**Extract**
·····

HNoMS Maud, the ship that wasn’t allowed to sail, still in the Netherlands
A year the new Norwegian oiler HNoMS Maud was in such a bad shape that the ship was not allowed to sail. The sailing ban was extended last spring, but in September the ship built in South Korea carefully returned to sea. Last week the replenishment vessel arrived in the Dutch naval base of Den Helder for a visit. Not because the problems were solved, but because of work on the masts needed for replenishment at sea (RAS).
HNoMS Maud, entering Den Helder. The RAS rigs are right in front of the bridge. (Photo: Bas Schaatsenberg)
Monday 23 November Norway’s largest naval ship appeared on the Marsdiep, approaching Den Helder. The HNoMS Maud was immediately noticed. Obviously because it is a foreign naval vessel, but also because the Maud has mainly been along side in Norway since it was commissioned. A week later, the Maud is still in Den Helder. What is going on?
Bosch Rexroth supplied the Maud with electrically-operated RAS rigs, just like the rigs for the ‘sisterships’ Royal Navy Tide class tankers. These RAS positions were installed at Daewoo Shipbuilding & Marine Engineering (DSME) during construction, but were not completely finished at the time. The final work, and additional work on the rigs was planned to take place in Norway, but due to the COVID restrictions, this was not possible. When it proved difficult to get the technicians to Norway, it was proposed to move the ship to the Netherlands. And so Den Helder became HNoMS Maud’s first foreign port of call.

·····

**Records from a dataset**
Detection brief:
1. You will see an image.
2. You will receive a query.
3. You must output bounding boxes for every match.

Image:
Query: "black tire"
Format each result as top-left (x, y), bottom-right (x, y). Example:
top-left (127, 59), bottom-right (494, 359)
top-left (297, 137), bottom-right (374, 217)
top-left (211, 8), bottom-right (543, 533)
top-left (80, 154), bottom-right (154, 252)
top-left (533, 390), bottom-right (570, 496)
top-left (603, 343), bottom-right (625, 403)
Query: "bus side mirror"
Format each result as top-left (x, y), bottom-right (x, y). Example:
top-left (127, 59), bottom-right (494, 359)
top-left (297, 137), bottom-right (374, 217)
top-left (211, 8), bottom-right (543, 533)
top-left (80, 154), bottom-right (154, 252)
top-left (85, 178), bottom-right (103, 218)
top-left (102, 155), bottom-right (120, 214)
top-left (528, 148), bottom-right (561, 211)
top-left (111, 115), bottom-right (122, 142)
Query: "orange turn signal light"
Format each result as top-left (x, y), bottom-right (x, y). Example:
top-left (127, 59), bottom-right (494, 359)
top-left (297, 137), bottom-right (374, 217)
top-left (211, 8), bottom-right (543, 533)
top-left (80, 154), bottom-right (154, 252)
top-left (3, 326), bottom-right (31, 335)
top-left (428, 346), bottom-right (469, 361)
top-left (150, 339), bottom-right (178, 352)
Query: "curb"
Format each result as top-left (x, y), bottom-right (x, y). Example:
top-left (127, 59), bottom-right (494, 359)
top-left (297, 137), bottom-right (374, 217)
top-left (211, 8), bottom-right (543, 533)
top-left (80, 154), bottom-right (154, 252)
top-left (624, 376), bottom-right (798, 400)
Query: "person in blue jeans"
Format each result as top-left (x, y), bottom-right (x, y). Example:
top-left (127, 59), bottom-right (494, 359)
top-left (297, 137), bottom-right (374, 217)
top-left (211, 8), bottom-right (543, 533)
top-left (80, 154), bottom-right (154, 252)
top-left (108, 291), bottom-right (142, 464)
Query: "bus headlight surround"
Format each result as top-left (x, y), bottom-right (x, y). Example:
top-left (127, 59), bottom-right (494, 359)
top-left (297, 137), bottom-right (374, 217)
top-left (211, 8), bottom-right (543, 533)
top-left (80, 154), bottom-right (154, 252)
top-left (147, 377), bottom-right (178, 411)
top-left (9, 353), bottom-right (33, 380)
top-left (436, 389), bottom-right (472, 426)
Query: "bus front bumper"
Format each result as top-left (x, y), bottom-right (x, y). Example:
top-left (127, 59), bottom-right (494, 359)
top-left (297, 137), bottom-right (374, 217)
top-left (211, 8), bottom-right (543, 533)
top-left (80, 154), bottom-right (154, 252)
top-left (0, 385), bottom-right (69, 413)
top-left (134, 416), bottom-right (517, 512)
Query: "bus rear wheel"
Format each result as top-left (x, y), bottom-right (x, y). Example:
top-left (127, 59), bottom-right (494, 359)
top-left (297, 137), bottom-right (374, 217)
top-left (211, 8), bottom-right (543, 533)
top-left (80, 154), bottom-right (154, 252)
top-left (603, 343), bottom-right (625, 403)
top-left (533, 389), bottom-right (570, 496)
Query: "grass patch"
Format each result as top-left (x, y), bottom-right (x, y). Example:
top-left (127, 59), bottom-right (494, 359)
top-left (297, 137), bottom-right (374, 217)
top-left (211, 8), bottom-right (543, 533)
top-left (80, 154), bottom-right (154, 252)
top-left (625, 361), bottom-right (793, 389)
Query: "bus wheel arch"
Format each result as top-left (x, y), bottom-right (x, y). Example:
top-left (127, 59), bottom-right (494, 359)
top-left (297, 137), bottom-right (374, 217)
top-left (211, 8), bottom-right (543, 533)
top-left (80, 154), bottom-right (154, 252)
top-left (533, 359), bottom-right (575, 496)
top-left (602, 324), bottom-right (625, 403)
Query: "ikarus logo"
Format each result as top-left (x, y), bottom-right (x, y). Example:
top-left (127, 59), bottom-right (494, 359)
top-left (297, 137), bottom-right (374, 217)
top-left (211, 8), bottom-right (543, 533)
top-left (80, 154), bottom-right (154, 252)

·····

Write the next part of the article about the Norwegian oiler HNoMS Maud, picking up after its final paragraph. These records were drawn from a source unrelated to the article.

**Answer to this exercise**
The fact that the Maud was allowed to sail to the Netherlands is quite something. The ship was barred from sailing in August 2019 when it turned out that there were many problems with the brand new supplier. Well, brand new, construction was delayed due to problems at the yard in South Korea. And while the ship was waiting at DSME, the condition of the ship deteriorated. Nevertheless, the Norwegian Navy accepted the ship, sailed it to Norway and in the spring of 2019 the Maud was put into service. But the shortcomings had already come to light by then.
The sailing ban was extended last spring, but in August 2020, after hard work, the systems could be put into operation. In September the ship went to sea for the first time and it was decided to mix business with pleasure by planning a navigation exercise via the Sognefjord to the picturesque village of Flam. The ship was not allowed to sail much further from port, but that was already a lot at that time.
According to a press release of the Norwegian Navy, it was expected that the Maud could participate in the major naval exercise FLOTEX in Norwegian waters in November. The ship would be ready for the first RAS after commissioning. But that still required some work on the rigs and that was not possible in Norway. De Maud had to skip FLOTEX and headed to the Netherlands.
This change caused new delays and the ship is expected to be fully operational in autumn 2021, instead of summer 2021.
HNoMS Maud will return to sea next Monday, 7 December.